Zu bearbeitende Aufgaben:
(a) Übertragen Sie aus dem Lesetext den Satz „Die Tathandlung muss also eine gewisse Intensität aufweisen.“ ins Englische.
(b) Geben Sie aus dem Lesetext alles von „Primär schützt Art.“ bis einschließlich „wird nicht geschützt.“ wortgetreu wieder.

Lesetext:
----
Primär schützt Art. 261bis StGB die Menschenwürde (vgl. Art. 7 BV). Daraus ergibt sich zusätzlich der Schutz des öffentlichen Friedens, der auf das friedliche und sichere Zusammenleben der Bevölkerung abzielt. Die Menschenwürde ist dann verletzt, wenn eine Person oder eine Personengruppe im Kern ihrer Persönlichkeit getroffen wird, d.h., wenn sie als minderwertig dargestellt und ihr die Qualität als menschliches Wesen oder das Lebensrecht abgesprochen wird. Die Tathandlung muss also eine gewisse Intensität aufweisen.
Art. 261bis StGB bestraft einzig Diskriminierungen wegen der «Rasse», Ethnie, Religion oder sexuellen Orientierung; die nationale Zugehörigkeit bzw. die Staatsbürgerschaft wird nicht geschützt.
Erläuterung
«Rasse»
----
Datenauszug:
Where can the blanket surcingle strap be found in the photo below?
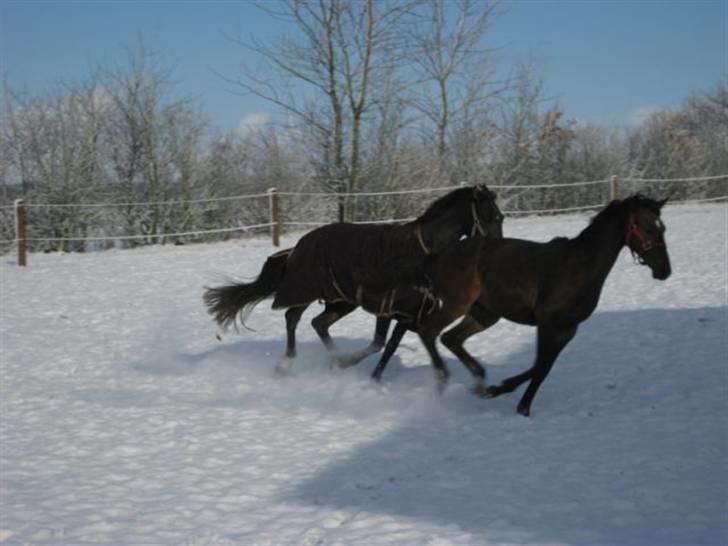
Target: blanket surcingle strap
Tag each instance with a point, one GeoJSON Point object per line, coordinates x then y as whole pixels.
{"type": "Point", "coordinates": [396, 303]}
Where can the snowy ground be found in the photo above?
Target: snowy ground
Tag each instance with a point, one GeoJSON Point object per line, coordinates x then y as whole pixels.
{"type": "Point", "coordinates": [124, 421]}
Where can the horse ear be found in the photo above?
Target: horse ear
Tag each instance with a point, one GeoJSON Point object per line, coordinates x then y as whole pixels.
{"type": "Point", "coordinates": [482, 191]}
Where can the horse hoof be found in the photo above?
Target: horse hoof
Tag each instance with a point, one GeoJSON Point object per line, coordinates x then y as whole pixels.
{"type": "Point", "coordinates": [482, 390]}
{"type": "Point", "coordinates": [343, 362]}
{"type": "Point", "coordinates": [283, 367]}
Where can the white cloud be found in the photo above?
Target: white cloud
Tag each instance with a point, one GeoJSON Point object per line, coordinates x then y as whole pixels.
{"type": "Point", "coordinates": [639, 115]}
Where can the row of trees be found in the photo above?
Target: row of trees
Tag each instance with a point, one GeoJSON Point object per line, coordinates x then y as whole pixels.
{"type": "Point", "coordinates": [371, 96]}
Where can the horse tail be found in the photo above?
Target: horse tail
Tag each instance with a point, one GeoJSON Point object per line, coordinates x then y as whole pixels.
{"type": "Point", "coordinates": [226, 302]}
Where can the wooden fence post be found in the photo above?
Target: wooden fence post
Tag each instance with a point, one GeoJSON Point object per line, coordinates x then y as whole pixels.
{"type": "Point", "coordinates": [20, 234]}
{"type": "Point", "coordinates": [275, 228]}
{"type": "Point", "coordinates": [613, 187]}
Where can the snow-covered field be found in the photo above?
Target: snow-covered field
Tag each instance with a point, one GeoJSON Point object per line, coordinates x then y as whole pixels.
{"type": "Point", "coordinates": [123, 420]}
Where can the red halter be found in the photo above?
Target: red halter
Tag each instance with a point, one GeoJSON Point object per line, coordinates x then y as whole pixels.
{"type": "Point", "coordinates": [634, 233]}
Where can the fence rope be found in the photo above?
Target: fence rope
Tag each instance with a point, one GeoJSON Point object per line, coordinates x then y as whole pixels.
{"type": "Point", "coordinates": [348, 195]}
{"type": "Point", "coordinates": [692, 179]}
{"type": "Point", "coordinates": [366, 194]}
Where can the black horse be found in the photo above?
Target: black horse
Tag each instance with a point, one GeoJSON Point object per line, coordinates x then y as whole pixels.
{"type": "Point", "coordinates": [343, 264]}
{"type": "Point", "coordinates": [554, 286]}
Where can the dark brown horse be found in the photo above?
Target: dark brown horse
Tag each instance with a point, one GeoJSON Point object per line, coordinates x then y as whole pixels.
{"type": "Point", "coordinates": [341, 264]}
{"type": "Point", "coordinates": [554, 286]}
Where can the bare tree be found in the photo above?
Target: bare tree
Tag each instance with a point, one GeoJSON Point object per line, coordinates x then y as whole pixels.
{"type": "Point", "coordinates": [325, 73]}
{"type": "Point", "coordinates": [455, 71]}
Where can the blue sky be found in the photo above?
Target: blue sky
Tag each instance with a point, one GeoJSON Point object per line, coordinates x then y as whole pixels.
{"type": "Point", "coordinates": [603, 60]}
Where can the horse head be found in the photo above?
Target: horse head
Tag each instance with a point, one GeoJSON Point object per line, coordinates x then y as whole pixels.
{"type": "Point", "coordinates": [646, 235]}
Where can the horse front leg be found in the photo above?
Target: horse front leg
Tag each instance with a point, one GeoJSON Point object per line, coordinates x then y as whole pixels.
{"type": "Point", "coordinates": [293, 316]}
{"type": "Point", "coordinates": [428, 333]}
{"type": "Point", "coordinates": [321, 323]}
{"type": "Point", "coordinates": [380, 336]}
{"type": "Point", "coordinates": [475, 321]}
{"type": "Point", "coordinates": [399, 330]}
{"type": "Point", "coordinates": [551, 342]}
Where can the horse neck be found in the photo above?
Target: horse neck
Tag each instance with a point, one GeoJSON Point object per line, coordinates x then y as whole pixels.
{"type": "Point", "coordinates": [602, 242]}
{"type": "Point", "coordinates": [442, 232]}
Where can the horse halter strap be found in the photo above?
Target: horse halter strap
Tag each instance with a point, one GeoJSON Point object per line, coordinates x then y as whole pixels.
{"type": "Point", "coordinates": [421, 240]}
{"type": "Point", "coordinates": [635, 234]}
{"type": "Point", "coordinates": [477, 224]}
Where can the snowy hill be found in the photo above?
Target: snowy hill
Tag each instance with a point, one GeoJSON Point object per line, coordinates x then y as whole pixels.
{"type": "Point", "coordinates": [123, 420]}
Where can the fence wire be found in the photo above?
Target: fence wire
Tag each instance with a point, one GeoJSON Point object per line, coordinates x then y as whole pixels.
{"type": "Point", "coordinates": [298, 209]}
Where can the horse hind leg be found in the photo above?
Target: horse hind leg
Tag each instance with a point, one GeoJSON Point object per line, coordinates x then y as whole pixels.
{"type": "Point", "coordinates": [551, 342]}
{"type": "Point", "coordinates": [399, 330]}
{"type": "Point", "coordinates": [293, 316]}
{"type": "Point", "coordinates": [453, 339]}
{"type": "Point", "coordinates": [380, 337]}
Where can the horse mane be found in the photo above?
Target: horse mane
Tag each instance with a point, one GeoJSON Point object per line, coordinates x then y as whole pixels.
{"type": "Point", "coordinates": [629, 204]}
{"type": "Point", "coordinates": [436, 209]}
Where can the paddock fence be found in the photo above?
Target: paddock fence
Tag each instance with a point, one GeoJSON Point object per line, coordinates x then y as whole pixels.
{"type": "Point", "coordinates": [28, 226]}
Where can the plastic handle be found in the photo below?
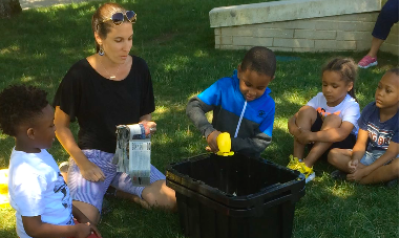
----
Lösungen:
(a) The criminal act must therefore reach a certain level of intensity.

(b)
Primär schützt Art. 261bis StGB die Menschenwürde (vgl. Art. 7 BV). Daraus ergibt sich zusätzlich der Schutz des öffentlichen Friedens, der auf das friedliche und sichere Zusammenleben der Bevölkerung abzielt. Die Menschenwürde ist dann verletzt, wenn eine Person oder eine Personengruppe im Kern ihrer Persönlichkeit getroffen wird, d.h., wenn sie als minderwertig dargestellt und ihr die Qualität als menschliches Wesen oder das Lebensrecht abgesprochen wird. Die Tathandlung muss also eine gewisse Intensität aufweisen.
Art. 261bis StGB bestraft einzig Diskriminierungen wegen der «Rasse», Ethnie, Religion oder sexuellen Orientierung; die nationale Zugehörigkeit bzw. die Staatsbürgerschaft wird nicht geschützt.